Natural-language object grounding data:
* * * * *

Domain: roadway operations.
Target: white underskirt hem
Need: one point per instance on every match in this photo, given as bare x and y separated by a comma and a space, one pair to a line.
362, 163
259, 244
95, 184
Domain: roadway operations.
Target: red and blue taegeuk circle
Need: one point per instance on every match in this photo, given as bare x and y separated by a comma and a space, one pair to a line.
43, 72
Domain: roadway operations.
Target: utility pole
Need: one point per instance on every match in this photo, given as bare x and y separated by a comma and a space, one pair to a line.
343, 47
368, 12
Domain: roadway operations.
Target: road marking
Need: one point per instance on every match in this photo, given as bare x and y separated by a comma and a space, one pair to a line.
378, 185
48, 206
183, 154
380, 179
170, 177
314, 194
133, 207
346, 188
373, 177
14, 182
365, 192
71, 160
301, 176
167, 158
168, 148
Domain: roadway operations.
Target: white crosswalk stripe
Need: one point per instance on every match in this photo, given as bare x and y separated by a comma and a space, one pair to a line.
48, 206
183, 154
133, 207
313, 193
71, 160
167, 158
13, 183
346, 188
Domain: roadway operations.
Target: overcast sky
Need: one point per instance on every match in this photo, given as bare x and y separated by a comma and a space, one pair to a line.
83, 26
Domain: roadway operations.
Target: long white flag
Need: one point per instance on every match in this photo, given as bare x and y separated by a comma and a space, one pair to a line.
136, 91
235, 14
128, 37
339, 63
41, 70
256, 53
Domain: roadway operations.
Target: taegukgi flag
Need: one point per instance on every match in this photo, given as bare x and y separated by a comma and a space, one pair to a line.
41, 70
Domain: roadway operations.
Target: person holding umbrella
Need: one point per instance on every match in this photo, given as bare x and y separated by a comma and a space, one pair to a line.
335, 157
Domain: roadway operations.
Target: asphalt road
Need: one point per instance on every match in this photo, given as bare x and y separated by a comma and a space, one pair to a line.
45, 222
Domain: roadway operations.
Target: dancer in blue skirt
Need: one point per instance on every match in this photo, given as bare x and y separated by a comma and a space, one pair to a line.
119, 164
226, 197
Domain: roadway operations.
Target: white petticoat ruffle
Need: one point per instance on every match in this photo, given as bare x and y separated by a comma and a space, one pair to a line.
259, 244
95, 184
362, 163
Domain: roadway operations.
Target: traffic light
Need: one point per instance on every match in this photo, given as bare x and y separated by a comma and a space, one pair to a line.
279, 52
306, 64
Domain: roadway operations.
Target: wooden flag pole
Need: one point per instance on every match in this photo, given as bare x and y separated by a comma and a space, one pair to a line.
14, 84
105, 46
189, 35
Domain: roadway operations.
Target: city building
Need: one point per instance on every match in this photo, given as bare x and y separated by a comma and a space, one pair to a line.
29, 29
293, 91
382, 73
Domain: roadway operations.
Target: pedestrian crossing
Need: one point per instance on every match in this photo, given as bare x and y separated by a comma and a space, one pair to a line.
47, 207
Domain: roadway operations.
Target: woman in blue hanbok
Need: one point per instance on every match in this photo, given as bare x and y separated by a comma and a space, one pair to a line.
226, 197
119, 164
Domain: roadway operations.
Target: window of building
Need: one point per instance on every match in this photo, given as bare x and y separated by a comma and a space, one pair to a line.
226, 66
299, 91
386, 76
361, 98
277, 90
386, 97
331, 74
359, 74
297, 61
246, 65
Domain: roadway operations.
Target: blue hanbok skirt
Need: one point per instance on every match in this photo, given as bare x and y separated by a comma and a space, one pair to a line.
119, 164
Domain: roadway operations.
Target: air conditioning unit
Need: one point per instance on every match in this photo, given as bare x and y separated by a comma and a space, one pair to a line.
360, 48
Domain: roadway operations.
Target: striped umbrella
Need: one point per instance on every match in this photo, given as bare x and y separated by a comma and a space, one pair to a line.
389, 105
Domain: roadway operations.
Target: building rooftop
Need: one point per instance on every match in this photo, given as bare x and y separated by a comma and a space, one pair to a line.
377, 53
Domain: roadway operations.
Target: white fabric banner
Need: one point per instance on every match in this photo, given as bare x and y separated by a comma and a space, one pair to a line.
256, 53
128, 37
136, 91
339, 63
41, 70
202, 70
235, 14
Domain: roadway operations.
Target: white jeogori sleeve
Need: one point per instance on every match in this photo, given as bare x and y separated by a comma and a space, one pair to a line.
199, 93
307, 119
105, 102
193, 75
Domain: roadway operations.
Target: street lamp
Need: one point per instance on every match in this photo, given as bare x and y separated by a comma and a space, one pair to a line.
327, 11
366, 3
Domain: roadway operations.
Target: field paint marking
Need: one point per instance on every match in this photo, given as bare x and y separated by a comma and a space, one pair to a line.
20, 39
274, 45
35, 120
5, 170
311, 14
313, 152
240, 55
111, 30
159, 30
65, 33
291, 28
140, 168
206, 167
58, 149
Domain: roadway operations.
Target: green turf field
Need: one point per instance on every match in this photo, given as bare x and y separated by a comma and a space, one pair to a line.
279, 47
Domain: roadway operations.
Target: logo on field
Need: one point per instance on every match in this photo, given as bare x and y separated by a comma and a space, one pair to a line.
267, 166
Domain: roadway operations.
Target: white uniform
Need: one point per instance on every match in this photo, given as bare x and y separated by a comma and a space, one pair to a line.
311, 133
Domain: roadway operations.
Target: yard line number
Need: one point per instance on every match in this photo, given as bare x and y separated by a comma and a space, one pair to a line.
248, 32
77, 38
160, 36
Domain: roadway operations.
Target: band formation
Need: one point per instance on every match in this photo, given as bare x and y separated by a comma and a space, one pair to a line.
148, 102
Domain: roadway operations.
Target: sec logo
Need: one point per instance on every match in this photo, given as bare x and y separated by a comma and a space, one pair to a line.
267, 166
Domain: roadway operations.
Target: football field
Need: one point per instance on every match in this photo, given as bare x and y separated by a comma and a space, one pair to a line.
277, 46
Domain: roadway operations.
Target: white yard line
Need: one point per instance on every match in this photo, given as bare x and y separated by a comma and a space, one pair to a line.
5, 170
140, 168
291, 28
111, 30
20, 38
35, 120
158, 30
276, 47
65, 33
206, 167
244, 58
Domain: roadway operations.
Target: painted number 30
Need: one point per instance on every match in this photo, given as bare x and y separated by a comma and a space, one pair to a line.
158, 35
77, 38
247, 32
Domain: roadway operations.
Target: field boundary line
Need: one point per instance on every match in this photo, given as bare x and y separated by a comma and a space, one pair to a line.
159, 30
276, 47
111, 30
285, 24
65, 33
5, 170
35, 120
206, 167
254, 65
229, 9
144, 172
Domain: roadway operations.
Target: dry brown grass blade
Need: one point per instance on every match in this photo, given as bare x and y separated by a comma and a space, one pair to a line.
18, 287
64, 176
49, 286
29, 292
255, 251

* * * * *

About this task: Return the entries in full, keeping every line exactly as it is.

Result of this task:
Domain: roadway operations.
Target: white underskirt hem
Need: one point per instance on every match in this photo, given as bare x and y separated by a comma and a space, one pair to a line.
362, 163
259, 244
95, 184
Domain: roadway operations.
Target: red and blue taegeuk circle
Need: one point per instance on every match in this photo, given as bare x and y separated by a comma and a space, one pair to a line.
43, 72
Domain: roadway operations.
Target: utility pole
Need: one point per instance on every match in this photo, given as bare x and y separated by a comma and a space, one pair to a line.
343, 47
368, 12
Domain: roadway operations.
Target: road marking
Need: one point per instance on every match in this photo, given as bare x and y separated by a comma and a space, one pair to a line.
378, 185
48, 206
183, 154
380, 179
170, 177
314, 194
133, 207
346, 188
373, 177
14, 182
365, 192
71, 160
301, 176
167, 158
168, 148
Domain: roadway operations.
Target: white crosswalk stripe
Need: one point per instance on every match in this photo, given as bare x and y separated by a comma and a space, one pair to a line.
48, 206
183, 154
133, 207
313, 193
71, 160
167, 158
13, 183
346, 188
Domain: roadway operations.
Target: overcast sky
Need: one point per instance on every match in this photo, given as bare x and y separated by a comma and a space, one pair to a line.
83, 26
Domain: roadway operations.
Target: long white flag
Need: one point per instance on every match in this photo, given as bare x and y separated by a comma and a space, one pair to a line.
136, 91
235, 14
128, 37
339, 63
41, 70
256, 53
Domain: roadway operations.
Target: taegukgi flag
Need: one point per instance on every match in this photo, given as bare x and y separated by a comma and a space, one pair to a line.
41, 70
Domain: roadway operations.
Target: person holding umbrella
Need: one point per instance on every match in this photo, given as bare x and y separated by a comma and a space, one pair to a line.
335, 157
Domain: roadway operations.
Target: asphalt road
Need: one point per instance on every match in this photo, given as bare x and y separated by a comma and a space, one pair to a line.
45, 222
Domain: roadway operations.
Target: dancer in blue skirt
Need: one point per instance on every match in this photo, given as bare x and y separated by a comma and a space, one pair to a line.
119, 164
226, 197
Domain: roadway operations.
Target: white petticoat ruffle
Need: one point per instance on every match in this photo, given as bare x and y separated by a comma and a space, one pair to a line.
259, 244
95, 184
362, 163
Domain: roadway operations.
Target: traffic light
Need: one point per instance on every match in this photo, given as bare x and y separated by a comma and a space, one pair to a line.
279, 52
306, 64
Domain: roadway operations.
Target: wooden flag pole
Need: one point per instance on every match in this photo, given as bare x and y separated by a comma and a space, one pair to a line.
14, 84
105, 46
189, 35
Domain: roadway operations.
Target: city building
Need: one point per instance on every match in this photo, given as bare x and y separated by a comma and a space, one pair to a line.
29, 29
293, 91
382, 73
Domain: roadway operations.
Target: pedestrian crossing
Need: one point per instance on every match in this photo, given as bare x and y separated by a comma and a space, one pair to a line.
47, 207
Domain: roadway operations.
Target: woman in blue hanbok
Need: one point per instance on every match in this photo, given as bare x and y separated by a comma and a space, one pair to a line.
226, 197
119, 164
Domain: roadway operations.
Target: window of building
Need: one point per instance on every match in this photo, given as bare x and y separated by a comma and a space, one pair to a line.
226, 66
299, 91
386, 76
361, 98
277, 90
386, 97
331, 74
359, 74
297, 61
246, 65
Domain: roadway operations.
Target: blue hanbok skirt
Need: one point per instance on every match in this photo, given as bare x and y separated by a comma and a space, one pair to a line.
119, 164
Domain: roadway operations.
Target: air conditioning unit
Need: one point per instance on every match in this photo, given as bare x and y separated by a comma and a space, one pair to a line.
360, 48
Domain: roadway operations.
Target: striped umbrella
Need: one point per instance on every match in this photo, given as bare x and y separated by a comma and a space, one pair to a line.
389, 105
Domain: roadway operations.
Target: building rooftop
Need: one point per instance on every match in this photo, given as bare x and y separated by a comma and a space, one pair to a line.
377, 53
Domain: roadway operations.
Target: white fabric banner
Need: one point per instance on every match in this photo, given as bare x and y separated by a comma and a space, one pair to a line.
256, 53
128, 37
136, 91
339, 63
41, 70
202, 70
235, 14
Domain: roadway operations.
Target: white jeogori sleeve
Need: one point per instance on every match in this photo, given as bare x and y separated by a comma and a space, one pair to a line.
199, 93
307, 119
105, 102
193, 75
Domain: roadway operations.
Target: street lamp
Need: one point per instance on every match in this photo, given as bare x and y separated by a comma and a space, one pair to a line.
327, 11
366, 3
Domain: roadway operations.
Target: field paint marking
Need: one point per instance on every match in this photo, given as bare x and y separated by a comma and a space, one pair to a line.
20, 39
274, 45
35, 120
5, 170
311, 14
313, 152
240, 55
111, 30
159, 30
65, 33
291, 28
140, 168
206, 167
58, 149
Domain: roadway operations.
Target: green turf field
Need: one point per instance on every match in this photo, given as bare x and y separated by a comma and a space, one pair to a line.
279, 47
Domain: roadway operations.
Target: logo on field
Need: one point per instance on every match in this photo, given as bare x and y separated by a comma and a space, one pair to a line.
267, 166
Domain: roadway operations.
Target: white uniform
Need: one point per instance on every match in this photo, given as bare x and y separated by a comma and a space, one pair to a line.
311, 133
Domain: roadway operations.
Target: yard line number
Need: one point per instance on every match in this photo, given as bare x and y separated by a comma and a space, one pair to a line.
248, 32
77, 38
160, 36
Domain: roadway operations.
Target: band formation
Need: one point per instance on every match in this photo, given as bare x and y separated by a comma and a space, one pair to a line.
148, 102
Domain: roadway operations.
Target: sec logo
Need: one point per instance on every match in this photo, given as bare x and y separated by a comma and a space, one pair to a line.
267, 166
Domain: roadway operations.
Target: football field
Need: one point per instance on every match in this photo, given as bare x and y separated by a comma and a space, one pair to a line.
277, 46
Domain: roadway operations.
Target: white yard line
Need: one point per instance on every match in this photo, given as bare x and y separated by a comma and a space, one pair to a line.
5, 170
140, 168
291, 28
111, 30
20, 38
35, 120
158, 30
276, 47
65, 33
206, 167
244, 58
Domain: roadway operations.
Target: painted number 30
Need: one point per instance on every match in this photo, given as bare x and y separated by a comma and a space, one pair to a line.
158, 35
77, 38
247, 32
Domain: roadway operations.
Target: field boundary line
Need: one point per instance on every match in this photo, given as bare x and y separated by a comma and a space, one pair to a line.
159, 30
276, 47
111, 30
285, 24
65, 33
5, 170
35, 120
206, 167
254, 65
229, 9
144, 172
Domain: roadway operations.
Target: dry brown grass blade
Need: one point per instance on every match in this photo, given as bare x and y separated by a comma and a space, one pair to a line.
18, 287
64, 176
49, 286
29, 292
255, 251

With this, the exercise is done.